**Data provided:**
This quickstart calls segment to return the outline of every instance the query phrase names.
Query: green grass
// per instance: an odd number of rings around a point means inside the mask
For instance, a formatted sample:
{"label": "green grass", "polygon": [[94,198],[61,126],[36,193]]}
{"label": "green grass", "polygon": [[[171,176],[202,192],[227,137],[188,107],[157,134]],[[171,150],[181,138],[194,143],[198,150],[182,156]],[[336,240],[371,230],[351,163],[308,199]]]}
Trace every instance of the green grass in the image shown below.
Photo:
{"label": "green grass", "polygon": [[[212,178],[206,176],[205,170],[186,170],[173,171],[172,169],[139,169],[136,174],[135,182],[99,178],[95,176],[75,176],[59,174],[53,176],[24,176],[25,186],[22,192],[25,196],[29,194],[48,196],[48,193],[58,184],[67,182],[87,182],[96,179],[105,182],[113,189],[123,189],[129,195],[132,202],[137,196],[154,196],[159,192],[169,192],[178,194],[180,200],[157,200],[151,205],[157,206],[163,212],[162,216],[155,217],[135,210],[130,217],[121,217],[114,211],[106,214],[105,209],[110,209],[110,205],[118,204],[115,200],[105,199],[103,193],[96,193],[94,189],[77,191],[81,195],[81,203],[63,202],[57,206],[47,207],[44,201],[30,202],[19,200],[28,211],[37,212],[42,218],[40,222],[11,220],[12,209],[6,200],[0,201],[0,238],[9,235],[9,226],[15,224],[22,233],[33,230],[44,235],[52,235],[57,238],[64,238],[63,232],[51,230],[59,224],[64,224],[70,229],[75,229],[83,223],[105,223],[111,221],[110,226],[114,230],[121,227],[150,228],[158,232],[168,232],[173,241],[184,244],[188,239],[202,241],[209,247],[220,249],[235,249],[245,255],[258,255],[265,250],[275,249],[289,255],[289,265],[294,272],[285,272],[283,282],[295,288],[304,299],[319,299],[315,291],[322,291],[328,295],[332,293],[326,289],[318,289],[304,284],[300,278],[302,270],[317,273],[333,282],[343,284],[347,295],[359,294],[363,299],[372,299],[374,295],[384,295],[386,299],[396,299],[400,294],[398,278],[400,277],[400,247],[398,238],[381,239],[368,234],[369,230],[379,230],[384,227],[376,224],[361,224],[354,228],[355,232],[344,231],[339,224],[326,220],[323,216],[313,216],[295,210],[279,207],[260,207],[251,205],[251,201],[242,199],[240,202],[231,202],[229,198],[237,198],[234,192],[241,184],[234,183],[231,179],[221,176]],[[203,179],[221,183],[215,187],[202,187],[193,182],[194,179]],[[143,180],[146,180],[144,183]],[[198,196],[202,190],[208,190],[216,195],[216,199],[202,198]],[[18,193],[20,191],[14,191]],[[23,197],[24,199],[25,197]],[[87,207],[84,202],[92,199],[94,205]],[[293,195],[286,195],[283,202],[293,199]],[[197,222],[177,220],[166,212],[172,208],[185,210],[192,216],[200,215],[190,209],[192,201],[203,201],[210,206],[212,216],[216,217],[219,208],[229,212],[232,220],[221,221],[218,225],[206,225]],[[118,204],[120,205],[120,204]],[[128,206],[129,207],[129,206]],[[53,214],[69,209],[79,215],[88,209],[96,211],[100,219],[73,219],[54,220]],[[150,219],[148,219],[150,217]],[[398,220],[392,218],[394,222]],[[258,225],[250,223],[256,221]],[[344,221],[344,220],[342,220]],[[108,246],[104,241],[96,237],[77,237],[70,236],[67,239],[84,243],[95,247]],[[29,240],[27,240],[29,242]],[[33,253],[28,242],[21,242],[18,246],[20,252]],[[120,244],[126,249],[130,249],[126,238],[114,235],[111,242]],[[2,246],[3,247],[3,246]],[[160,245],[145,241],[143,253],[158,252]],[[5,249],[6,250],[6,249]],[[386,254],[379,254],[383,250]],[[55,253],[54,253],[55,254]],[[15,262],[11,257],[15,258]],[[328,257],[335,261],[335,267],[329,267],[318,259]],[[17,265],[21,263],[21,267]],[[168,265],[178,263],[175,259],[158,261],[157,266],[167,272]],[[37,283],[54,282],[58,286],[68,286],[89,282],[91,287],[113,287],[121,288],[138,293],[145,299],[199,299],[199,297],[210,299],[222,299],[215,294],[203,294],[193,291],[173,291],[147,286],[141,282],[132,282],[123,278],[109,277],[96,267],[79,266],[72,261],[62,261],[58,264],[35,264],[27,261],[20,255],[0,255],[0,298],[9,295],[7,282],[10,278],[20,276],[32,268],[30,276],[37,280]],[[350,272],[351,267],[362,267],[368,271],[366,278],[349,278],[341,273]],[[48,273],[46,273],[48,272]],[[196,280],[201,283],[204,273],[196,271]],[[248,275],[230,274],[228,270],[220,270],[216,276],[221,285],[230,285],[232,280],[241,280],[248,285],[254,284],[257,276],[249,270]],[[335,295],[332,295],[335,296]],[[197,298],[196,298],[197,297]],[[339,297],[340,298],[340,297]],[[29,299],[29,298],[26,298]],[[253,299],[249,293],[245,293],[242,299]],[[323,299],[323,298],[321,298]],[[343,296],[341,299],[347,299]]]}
---
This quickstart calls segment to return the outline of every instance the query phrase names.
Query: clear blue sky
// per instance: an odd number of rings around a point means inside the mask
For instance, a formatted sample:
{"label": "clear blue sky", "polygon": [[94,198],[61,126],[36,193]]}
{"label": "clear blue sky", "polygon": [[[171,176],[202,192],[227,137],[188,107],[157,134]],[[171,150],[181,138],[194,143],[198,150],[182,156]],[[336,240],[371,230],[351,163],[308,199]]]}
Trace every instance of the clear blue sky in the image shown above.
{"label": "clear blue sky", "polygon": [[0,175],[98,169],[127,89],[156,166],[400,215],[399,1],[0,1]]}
==
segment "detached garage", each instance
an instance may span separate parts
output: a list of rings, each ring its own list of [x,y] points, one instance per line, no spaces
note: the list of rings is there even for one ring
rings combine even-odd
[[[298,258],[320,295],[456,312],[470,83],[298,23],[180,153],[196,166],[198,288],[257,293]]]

**Exercise prompt:** The lines you need are those holding the word "list"; copy each of them from the material above.

**Task output:**
output: a list of rings, each ring its own list of [x,y] points, one instance per line, no spaces
note: the list of rings is there even for one ring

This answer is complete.